EXCERPT TO READ:
* START *

# 10 gallon rescape



## clopez1 (May 23, 2012)

I ordered some plants so I want to make a journal to be able to post as I arrange my plants and have them grow in. First picture is my tank before my new plants came in. For anyone who is curious..
Eheim 2213
finnex stingray
eco complete
cobalt accu therm 50 heater
temp stays around 78 - 84 degrees


----------



## clopez1 (May 23, 2012)

This is a picture of the day of plant delivery. Most f the plants are in emersed form so they have to acclimate and change to submersed form.


----------



## clopez1 (May 23, 2012)

Got rid of the sunset hygro so I could have more room to carpet the staurogyne repens. Waiting for them to get a bit accustomed to the tank and also waiting for tweezers I ordered from eBay to get here. Debating if I want to have the alternanthera reineckii mini in a patch like they are or border the blyxa japonica with it maybe 2 plants wide around them. Open to opinions and suggestions.


----------



## clopez1 (May 23, 2012)

* END *

WHAT TO DO:
[A] In the 10 gallon rescape thread, which plant was removed to make more room for carpeting the staurogyne repens?
[B] Write out the part of the 10 gallon rescape thread that opens with the words "Got rid of the" and closes with "opinions and suggestions.".

Pointing dataset records
* START *

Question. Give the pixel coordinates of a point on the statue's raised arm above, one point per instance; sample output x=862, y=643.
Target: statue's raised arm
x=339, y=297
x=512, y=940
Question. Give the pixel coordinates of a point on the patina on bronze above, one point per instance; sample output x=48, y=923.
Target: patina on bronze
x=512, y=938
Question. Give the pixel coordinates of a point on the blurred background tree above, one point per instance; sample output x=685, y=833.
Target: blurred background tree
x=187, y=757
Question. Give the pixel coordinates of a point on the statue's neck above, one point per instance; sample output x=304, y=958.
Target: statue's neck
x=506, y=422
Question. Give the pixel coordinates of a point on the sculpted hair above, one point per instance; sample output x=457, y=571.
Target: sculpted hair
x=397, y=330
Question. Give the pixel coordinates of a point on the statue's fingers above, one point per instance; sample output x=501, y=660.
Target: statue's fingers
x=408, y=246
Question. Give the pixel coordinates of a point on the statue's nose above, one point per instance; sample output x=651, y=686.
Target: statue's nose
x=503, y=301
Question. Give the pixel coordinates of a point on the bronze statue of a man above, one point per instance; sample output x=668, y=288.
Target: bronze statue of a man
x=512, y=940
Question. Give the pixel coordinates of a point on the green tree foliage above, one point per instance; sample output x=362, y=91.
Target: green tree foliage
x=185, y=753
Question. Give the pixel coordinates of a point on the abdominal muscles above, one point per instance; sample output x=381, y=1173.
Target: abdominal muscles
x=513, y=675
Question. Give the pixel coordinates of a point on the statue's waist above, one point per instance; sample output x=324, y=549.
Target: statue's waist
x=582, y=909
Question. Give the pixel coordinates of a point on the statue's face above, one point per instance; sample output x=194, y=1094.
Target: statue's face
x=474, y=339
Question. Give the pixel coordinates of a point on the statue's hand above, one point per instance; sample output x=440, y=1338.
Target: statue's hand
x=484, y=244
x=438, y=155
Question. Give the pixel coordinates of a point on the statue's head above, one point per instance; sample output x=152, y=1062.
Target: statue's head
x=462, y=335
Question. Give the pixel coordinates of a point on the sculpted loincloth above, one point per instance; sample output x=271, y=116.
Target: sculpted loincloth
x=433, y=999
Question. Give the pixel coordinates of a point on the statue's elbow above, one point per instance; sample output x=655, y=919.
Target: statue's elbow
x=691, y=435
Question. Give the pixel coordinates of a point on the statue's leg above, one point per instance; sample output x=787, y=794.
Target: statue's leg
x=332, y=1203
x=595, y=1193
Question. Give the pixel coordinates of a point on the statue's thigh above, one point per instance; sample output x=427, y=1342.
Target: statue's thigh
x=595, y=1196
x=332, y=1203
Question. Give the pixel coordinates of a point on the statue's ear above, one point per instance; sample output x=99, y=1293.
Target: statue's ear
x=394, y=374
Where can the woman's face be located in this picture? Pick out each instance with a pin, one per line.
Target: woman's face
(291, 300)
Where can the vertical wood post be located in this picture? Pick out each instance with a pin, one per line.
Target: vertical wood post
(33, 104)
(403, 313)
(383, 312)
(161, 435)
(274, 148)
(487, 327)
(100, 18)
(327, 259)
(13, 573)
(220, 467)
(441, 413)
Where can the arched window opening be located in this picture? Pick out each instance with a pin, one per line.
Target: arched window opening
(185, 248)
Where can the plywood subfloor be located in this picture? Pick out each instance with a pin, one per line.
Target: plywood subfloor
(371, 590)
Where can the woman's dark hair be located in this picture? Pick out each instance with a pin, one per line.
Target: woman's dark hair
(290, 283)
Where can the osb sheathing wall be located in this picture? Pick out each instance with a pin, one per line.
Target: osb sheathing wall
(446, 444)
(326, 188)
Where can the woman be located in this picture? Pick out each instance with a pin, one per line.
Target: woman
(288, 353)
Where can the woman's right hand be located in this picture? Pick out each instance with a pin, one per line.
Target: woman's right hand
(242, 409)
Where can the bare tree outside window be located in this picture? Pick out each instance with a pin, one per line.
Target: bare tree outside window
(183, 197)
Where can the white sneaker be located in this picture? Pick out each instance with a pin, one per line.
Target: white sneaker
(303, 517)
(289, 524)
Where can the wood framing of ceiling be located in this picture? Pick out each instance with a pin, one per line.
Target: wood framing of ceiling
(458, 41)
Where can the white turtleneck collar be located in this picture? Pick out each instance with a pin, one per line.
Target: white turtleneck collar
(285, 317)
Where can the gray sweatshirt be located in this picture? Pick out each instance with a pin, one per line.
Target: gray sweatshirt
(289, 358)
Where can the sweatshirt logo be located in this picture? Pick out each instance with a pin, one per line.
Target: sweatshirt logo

* END *

EXPECTED RESPONSES:
[A] The sunset hygro.

[B]
Got rid of the sunset hygro so I could have more room to carpet the staurogyne repens. Waiting for them to get a bit accustomed to the tank and also waiting for tweezers I ordered from eBay to get here. Debating if I want to have the alternanthera reineckii mini in a patch like they are or border the blyxa japonica with it maybe 2 plants wide around them. Open to opinions and suggestions.